◆ Work to complete ◆
In the account of Li's life in Indonesia below, what was the Dutch settlement of Batavia later renamed?

◆ Provided text ◆
______________________________

She married young, and in 1921 set off from northern Europe with her husband to seek their fortune in Indonesia. They lived in the Dutch settlement called Batavia, later to be renamed Jakarta. The marriage ended in divorce, and Li was on her own.

"There are improvisational moments on the record," Becker said. "But life is improvised, and I think in this story here my grandmother had to improvise a lot, so the improvisation they did is reflected by the improvisation we did."

Li later married the Indonesian Minister of Agriculture. In 1942, she was alone with her young children -- Becker's mother Tine, and her brother Dolf -- when the Japanese invaded.

When locals ransacked their home, his grandmother mustered her courage and went to see the local Japanese commander.

"We can do something for them. We can give the remaining people who are still alive, like my mother, their dignity back and say your suffering was not in vain."

"She said, 'I'm German,' because she was German by birth -- didn't show her passport. 'I have a house here, it was looted, and I want my belongings back,'" she told the officer. "And the officer said, 'Well madame, you can go back to your house.' And she said, 'I'm not going alone!' So he said, 'I'll accompany you.'"

As Li and the officer walked to her house, they saw many people hanged in the trees. Her family got their belongings back, including a trunk filled with family photographs. Li gave it to a Chinese woman for safekeeping. She knew things were likely to get bad.

"One day the Japanese showed up and said, 'Pack your little suitcase. We're leaving to go to a camp,'" Becker said.

The Japanese split the family, sending Li and Tine to a women's camp, and 10-year-old Dolf to a men's prison. One day, frantic with worry, Dolf slipped out of the gate and set off through the jungle to find his father, who was being held in another camp.

"He walked for hours and hours and hours in the hot sun, and he ended up at another men's camp somewhere on the island near Batavia," Becker said.

Some Dutch men took Dolf back to the barracks where, exhausted, he fell asleep.

"Suddenly somebody pulled his big toe, and he looked up, and it was his father," Becker said. "That was one of the first pieces we recorded -- 'In Search of his Father.'"

______________________________

◆ Excerpted data ◆

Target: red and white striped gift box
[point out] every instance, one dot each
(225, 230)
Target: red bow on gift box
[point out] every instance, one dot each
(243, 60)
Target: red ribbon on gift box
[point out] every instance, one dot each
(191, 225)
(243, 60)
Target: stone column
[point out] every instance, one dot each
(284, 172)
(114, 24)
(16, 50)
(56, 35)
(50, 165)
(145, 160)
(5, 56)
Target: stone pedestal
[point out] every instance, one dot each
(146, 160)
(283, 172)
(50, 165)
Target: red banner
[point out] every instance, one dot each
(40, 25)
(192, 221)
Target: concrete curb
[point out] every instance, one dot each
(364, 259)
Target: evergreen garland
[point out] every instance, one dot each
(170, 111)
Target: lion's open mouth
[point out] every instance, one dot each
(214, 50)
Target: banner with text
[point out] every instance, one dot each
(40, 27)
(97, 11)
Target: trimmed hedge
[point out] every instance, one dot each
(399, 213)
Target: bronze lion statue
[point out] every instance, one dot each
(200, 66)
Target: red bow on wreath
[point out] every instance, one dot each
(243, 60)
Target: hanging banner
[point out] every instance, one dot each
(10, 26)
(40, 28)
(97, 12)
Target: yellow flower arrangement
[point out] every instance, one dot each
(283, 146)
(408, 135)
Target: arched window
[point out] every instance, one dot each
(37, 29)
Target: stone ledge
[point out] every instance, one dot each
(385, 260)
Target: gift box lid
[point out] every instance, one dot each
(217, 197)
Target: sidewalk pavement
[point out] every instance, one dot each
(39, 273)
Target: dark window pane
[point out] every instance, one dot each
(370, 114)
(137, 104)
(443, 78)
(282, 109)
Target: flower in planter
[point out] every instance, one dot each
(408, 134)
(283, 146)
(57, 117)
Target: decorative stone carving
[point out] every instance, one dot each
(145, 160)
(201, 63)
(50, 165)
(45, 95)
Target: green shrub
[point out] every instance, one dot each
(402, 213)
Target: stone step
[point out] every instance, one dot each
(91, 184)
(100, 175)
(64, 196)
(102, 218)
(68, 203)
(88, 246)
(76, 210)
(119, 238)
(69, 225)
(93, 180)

______________________________

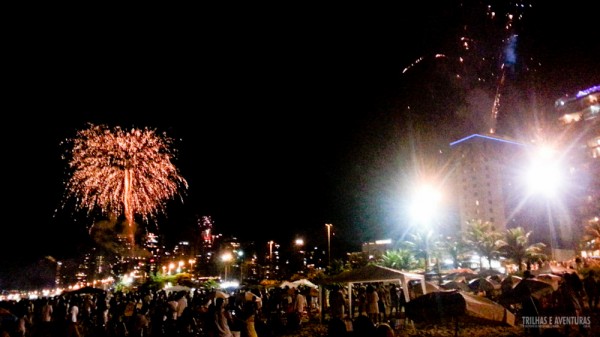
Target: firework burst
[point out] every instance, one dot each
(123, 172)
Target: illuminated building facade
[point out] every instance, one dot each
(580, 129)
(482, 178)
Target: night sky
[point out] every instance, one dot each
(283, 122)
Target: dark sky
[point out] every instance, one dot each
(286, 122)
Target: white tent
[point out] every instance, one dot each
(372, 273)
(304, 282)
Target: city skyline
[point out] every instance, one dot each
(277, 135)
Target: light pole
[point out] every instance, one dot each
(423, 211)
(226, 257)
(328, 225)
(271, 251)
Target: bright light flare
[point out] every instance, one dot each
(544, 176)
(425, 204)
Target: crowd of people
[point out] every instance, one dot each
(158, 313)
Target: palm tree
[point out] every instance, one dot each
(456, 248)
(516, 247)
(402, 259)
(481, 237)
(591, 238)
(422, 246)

______________________________

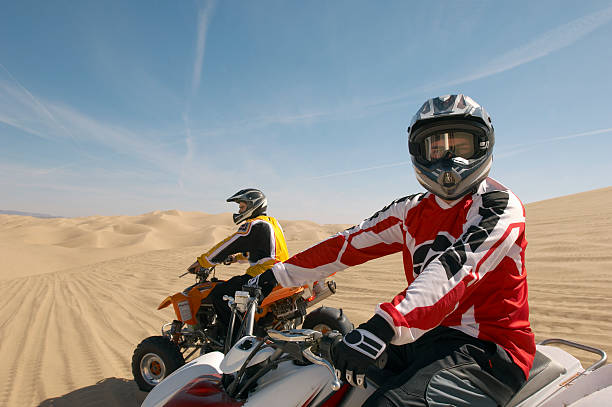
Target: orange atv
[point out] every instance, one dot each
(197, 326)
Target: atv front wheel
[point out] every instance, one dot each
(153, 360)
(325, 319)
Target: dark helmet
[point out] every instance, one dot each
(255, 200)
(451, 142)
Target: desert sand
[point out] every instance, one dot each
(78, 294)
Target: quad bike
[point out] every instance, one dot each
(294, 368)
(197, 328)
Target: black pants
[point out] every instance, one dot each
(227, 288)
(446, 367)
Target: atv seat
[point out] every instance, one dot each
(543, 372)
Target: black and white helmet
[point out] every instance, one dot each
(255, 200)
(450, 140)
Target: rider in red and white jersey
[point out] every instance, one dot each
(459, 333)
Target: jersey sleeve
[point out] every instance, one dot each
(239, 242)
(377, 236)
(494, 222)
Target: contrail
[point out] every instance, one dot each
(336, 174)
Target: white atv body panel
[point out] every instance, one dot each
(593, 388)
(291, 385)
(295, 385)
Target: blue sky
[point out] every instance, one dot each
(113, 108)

______________________________

◆ Task result ◆
Jakarta